Required task a> Print the stretch from "This research conducted" through "from the shelf." of the passage on listening to Antarctic ice shelves, copying it word for word.

Text to read>
In recent years many scientists have taken expensive and arduous treks to our planet’s poles and permafrost to examine the effects of global warming the traditional way, with their own eyes. Researchers from Curtin University of Technology have adopted a clever technique to conquer the tyranny of distance, by listening to the sounds created by the break-up of the Antarctic ice shelves – all the way from the comfort of sunny Perth.
This research conducted by Dr Alexander Gavrilov and PhD student Binghui Li is far from being a case of two scientists with an aversion to the cold. Over six years ago, Dr Gavrilov saw an opportunity to find another use for a pair of remote underwater listening stations originally constructed as sensors to monitor nuclear weapons testing for the Comprehensive Nuclear-Test-Ban Treaty Organisation.
In order to prove that these old underwater watchdogs could provide reliable information from great distances, sea noise data was recorded by the Australian Antarctic Division on an autonomous acoustic logger on the Antarctic continental shelf. This data was then compared against the readings being collected at the listening station based off the coast of Cape Leeuwin in Western Australia, confirming the researchers were picking up the sound created by ice breaking away from the shelf.

Data rows>
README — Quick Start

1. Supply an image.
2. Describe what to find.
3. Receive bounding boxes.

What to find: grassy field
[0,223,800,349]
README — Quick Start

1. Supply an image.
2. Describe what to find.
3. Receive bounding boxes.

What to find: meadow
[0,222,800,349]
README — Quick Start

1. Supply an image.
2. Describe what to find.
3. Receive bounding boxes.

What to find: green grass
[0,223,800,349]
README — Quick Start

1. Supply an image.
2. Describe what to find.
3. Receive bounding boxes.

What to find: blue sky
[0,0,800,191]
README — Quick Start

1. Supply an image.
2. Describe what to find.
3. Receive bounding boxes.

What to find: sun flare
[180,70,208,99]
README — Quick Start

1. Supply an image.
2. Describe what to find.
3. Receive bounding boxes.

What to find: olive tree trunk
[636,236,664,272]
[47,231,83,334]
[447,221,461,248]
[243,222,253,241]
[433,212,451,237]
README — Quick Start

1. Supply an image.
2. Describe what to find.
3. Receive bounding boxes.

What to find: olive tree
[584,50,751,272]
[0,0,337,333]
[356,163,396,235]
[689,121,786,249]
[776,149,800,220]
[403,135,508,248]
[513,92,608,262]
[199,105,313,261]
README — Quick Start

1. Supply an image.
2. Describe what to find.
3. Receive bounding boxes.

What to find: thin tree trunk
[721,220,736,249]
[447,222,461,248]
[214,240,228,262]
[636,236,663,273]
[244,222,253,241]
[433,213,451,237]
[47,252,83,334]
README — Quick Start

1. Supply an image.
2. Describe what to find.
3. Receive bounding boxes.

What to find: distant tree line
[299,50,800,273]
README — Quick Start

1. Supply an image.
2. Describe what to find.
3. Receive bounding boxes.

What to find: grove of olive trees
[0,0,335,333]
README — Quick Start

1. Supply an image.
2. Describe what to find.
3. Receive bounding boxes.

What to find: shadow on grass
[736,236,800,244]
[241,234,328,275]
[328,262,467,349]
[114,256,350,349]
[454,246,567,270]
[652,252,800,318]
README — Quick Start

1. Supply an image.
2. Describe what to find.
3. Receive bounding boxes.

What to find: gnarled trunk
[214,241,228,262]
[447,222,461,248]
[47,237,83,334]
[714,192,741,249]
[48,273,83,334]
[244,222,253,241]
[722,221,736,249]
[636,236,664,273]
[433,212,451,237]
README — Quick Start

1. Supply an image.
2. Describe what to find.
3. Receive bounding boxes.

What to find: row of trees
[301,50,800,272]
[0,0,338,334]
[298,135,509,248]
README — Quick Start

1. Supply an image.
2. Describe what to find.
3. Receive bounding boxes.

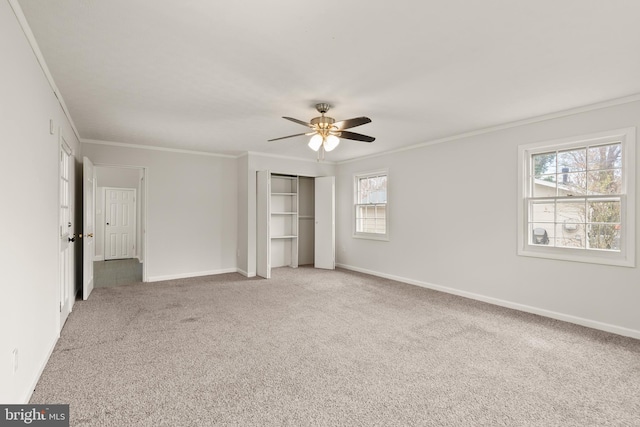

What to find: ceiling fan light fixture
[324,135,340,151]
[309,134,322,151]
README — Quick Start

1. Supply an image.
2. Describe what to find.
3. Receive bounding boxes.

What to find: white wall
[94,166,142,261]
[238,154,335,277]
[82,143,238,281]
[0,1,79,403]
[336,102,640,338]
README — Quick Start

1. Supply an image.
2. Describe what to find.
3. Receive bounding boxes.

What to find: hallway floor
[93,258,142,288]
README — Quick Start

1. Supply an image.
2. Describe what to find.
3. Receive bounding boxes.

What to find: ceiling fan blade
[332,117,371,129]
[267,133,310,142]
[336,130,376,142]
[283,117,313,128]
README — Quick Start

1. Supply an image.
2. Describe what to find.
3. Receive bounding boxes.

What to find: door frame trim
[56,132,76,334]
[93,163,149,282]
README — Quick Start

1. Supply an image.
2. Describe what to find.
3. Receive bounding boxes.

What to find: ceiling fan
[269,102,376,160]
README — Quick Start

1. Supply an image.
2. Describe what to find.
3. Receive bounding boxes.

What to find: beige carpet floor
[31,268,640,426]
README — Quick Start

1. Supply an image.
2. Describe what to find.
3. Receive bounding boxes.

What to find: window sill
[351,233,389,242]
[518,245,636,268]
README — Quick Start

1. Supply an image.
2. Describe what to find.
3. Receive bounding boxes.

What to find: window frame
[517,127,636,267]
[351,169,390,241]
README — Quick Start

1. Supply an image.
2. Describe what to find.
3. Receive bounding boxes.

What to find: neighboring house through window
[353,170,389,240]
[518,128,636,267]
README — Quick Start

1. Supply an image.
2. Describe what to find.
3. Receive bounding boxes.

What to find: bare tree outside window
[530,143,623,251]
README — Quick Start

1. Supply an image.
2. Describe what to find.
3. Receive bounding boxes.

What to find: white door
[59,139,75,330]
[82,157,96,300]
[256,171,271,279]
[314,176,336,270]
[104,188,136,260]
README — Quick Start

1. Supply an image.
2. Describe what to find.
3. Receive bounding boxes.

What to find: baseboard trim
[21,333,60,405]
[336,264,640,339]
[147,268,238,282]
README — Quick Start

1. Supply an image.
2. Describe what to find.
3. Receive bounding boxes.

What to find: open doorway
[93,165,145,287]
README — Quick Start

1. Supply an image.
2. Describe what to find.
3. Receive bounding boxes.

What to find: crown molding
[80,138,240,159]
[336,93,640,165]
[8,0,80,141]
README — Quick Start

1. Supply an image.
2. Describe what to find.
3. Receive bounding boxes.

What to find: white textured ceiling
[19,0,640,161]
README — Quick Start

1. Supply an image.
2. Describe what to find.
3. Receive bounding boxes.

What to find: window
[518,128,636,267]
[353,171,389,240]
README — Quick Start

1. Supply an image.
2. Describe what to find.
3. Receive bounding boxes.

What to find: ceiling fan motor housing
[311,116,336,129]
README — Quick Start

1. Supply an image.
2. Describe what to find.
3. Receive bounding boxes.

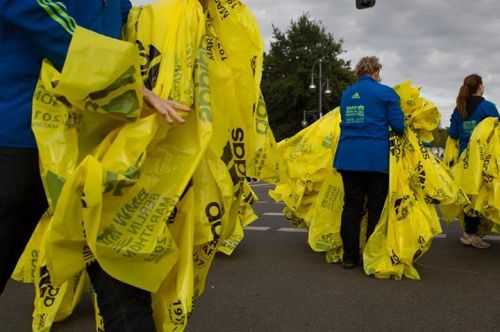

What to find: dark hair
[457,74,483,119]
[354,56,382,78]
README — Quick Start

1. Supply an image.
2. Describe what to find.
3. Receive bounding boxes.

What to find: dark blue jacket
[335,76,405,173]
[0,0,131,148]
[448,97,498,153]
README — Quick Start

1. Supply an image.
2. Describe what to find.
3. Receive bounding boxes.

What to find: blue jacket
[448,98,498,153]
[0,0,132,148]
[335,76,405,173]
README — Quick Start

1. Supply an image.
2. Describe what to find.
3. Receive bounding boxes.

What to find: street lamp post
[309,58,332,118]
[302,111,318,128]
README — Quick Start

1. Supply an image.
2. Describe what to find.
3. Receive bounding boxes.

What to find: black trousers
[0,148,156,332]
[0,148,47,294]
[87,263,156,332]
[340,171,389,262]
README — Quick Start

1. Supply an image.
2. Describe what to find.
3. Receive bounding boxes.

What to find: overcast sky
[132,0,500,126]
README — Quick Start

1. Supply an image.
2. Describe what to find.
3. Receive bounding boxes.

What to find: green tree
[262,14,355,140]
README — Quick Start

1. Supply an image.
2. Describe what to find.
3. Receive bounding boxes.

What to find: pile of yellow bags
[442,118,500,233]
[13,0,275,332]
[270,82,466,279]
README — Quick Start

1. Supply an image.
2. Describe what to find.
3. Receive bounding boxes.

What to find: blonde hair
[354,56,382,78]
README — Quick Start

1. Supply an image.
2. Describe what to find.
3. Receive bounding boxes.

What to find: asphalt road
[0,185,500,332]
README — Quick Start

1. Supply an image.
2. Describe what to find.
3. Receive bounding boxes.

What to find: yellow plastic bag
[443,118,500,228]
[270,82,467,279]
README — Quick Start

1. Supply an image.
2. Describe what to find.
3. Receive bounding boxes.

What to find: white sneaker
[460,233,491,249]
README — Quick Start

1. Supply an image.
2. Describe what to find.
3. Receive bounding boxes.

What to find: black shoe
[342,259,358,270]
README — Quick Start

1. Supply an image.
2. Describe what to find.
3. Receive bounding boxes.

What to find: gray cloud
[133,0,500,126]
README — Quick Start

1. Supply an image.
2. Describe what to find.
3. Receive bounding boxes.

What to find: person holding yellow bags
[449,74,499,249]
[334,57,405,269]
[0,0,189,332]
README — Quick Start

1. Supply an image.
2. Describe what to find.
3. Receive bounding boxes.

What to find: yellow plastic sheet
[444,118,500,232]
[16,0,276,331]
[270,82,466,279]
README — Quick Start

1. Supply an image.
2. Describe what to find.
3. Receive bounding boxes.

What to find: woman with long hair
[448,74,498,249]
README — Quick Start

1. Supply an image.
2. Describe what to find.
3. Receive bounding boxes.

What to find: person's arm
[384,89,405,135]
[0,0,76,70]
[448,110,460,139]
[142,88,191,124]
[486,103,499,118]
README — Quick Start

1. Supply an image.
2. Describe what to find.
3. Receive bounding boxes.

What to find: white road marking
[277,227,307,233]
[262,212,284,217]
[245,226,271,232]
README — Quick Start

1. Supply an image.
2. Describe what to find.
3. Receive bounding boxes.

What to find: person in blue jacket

Required task b> Offset the stretch of records from their start through the line containing "[180,70,208,99]" by writing all those lines out again, requests included, with 105 added to every bounding-box coordinate. Give only that stretch.

Output a>
This research conducted by Dr Alexander Gavrilov and PhD student Binghui Li is far from being a case of two scientists with an aversion to the cold. Over six years ago, Dr Gavrilov saw an opportunity to find another use for a pair of remote underwater listening stations originally constructed as sensors to monitor nuclear weapons testing for the Comprehensive Nuclear-Test-Ban Treaty Organisation.
In order to prove that these old underwater watchdogs could provide reliable information from great distances, sea noise data was recorded by the Australian Antarctic Division on an autonomous acoustic logger on the Antarctic continental shelf. This data was then compared against the readings being collected at the listening station based off the coast of Cape Leeuwin in Western Australia, confirming the researchers were picking up the sound created by ice breaking away from the shelf.

Output b>
README — Quick Start

1. Supply an image.
2. Describe what to find.
3. Receive bounding boxes.

What to find: grassy field
[105,328,905,454]
README — Quick Start

1. Supply an image.
2. Describe what to find.
3. Receive bounding boxes.

What to find: meadow
[105,327,905,454]
README — Quick Start

1. Supply an image.
2. Describe what to find.
3. Receive bounding boxes.

What to find: green grass
[105,328,905,454]
README — Quick Start

1. Supply an image.
2. Describe what to find.
3. Receive bounding boxes.

What to find: blue sky
[105,105,905,296]
README — Quick Start

1. Supply an image.
2. Describe what to find.
3. Receive bounding boxes.

What to find: sun flare
[285,175,313,204]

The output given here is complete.